Written instruction: Gather every line in the records below that contains the word "bounding", and copy each of those lines in full.

(Stored records)
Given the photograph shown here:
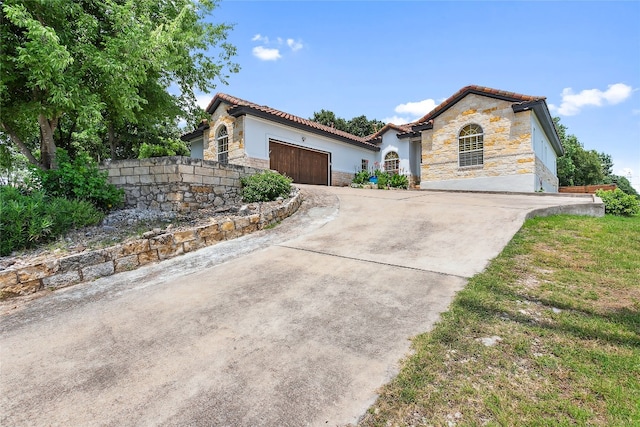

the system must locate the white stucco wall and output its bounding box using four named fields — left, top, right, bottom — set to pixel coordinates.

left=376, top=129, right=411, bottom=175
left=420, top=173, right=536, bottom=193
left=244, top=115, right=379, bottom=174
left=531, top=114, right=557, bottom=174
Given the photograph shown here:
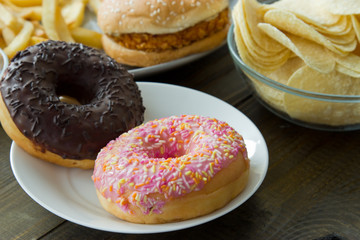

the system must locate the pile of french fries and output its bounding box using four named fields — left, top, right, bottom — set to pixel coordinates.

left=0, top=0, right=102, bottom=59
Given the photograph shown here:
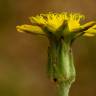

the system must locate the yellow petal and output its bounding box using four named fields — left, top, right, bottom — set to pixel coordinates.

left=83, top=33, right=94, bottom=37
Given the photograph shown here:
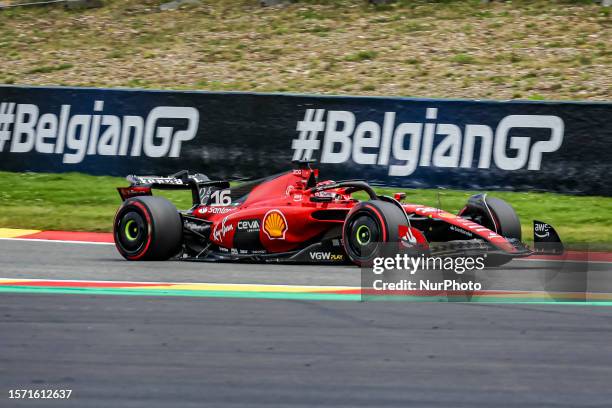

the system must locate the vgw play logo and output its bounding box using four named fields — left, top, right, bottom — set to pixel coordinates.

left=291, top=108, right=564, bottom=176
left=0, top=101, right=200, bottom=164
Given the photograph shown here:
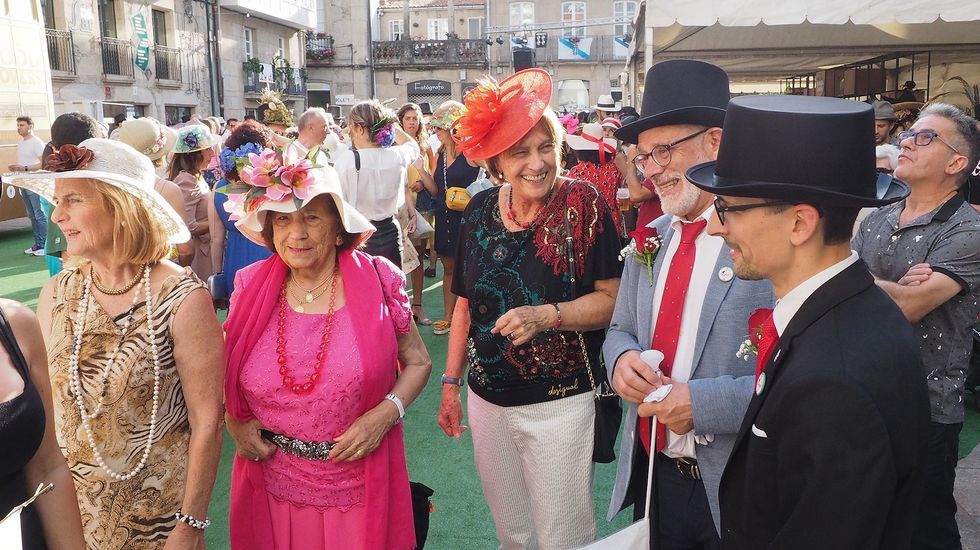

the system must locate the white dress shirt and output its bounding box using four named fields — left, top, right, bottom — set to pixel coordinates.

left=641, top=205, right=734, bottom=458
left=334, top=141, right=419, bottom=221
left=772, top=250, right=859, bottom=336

---

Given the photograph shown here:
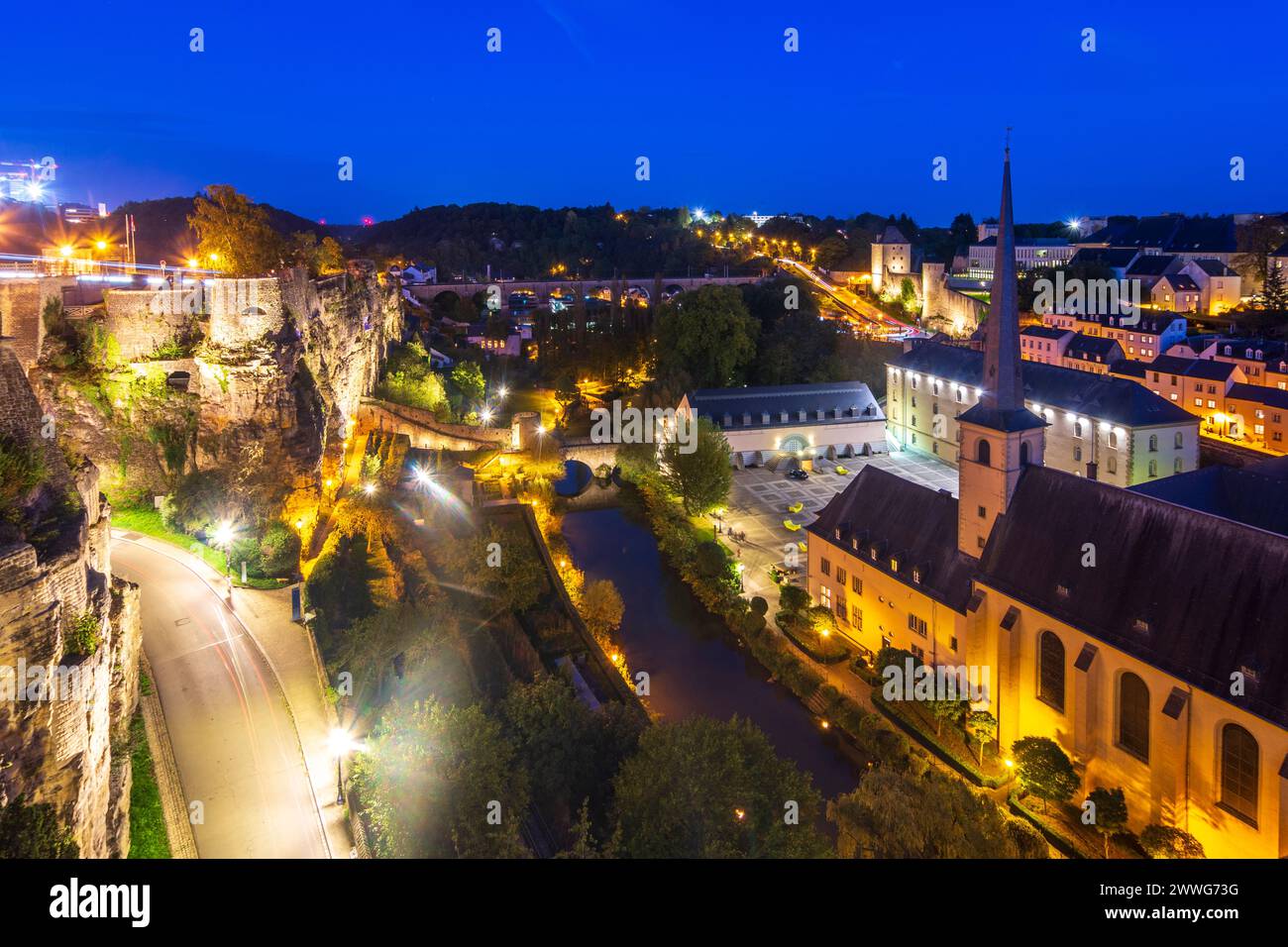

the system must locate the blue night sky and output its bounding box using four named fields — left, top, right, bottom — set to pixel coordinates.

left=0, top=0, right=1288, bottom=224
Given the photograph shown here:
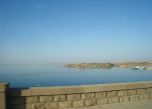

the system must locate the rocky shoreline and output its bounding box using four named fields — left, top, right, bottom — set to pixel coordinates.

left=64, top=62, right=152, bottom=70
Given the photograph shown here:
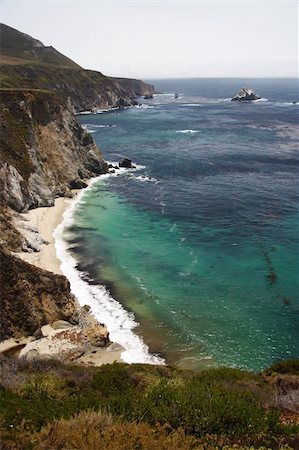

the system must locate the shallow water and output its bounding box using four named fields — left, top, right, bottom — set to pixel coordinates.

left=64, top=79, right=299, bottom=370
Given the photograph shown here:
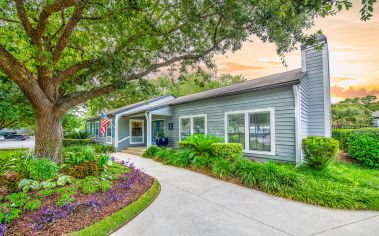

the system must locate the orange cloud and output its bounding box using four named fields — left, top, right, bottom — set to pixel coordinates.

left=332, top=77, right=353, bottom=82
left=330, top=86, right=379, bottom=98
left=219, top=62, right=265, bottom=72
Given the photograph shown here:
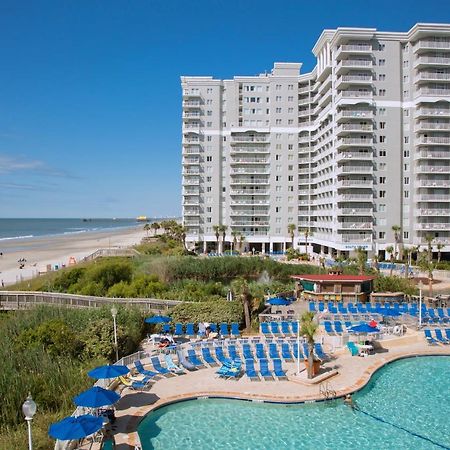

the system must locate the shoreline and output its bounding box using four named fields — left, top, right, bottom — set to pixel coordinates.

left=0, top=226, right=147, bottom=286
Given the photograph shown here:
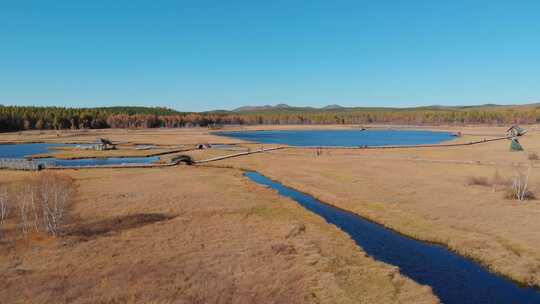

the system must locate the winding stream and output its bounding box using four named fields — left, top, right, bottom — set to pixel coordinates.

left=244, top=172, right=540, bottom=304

Result of this exercise:
the system must locate the white stucco wall and output its bounding box using four named fields — left, top, right, bottom — set to pixel coordinates.
the system must locate the pile of french fries and output its bounding box using four named fields — left, top, right, bottom — set to pixel coordinates.
the system must locate the yellow petal and output its bounding box using four named fields — left, top, right, bottom — set to pixel coordinates.
the system must locate the vgw play logo and output its bounding box using four named fields — left, top, right, bottom — set to pixel coordinates.
the system must locate the white dress shirt and output its bounding box using four named fields — left, top, right, bottom — set to pixel coordinates.
the system must locate the blue night sky and output its bounding box using four named fields — left, top, right, bottom — set to pixel coordinates.
the system must locate the rocky shoreline and output its bounding box using four named fields — left, top, right, bottom — set to pixel coordinates.
the system must locate the shallow water and output its bounding box using four named fields — left, top, right, bottom — set to pixel coordinates.
the system must locate the orange cloud and output its bounding box using four named fields — left, top, right, bottom — set to pixel coordinates.
the system must locate the shoreline and output its bounding box using four named fields — left, top, right, bottom — set to pixel coordinates.
the system must locate the winding stream and output its bounding box using four named fields — left, top, right, bottom — set to pixel coordinates.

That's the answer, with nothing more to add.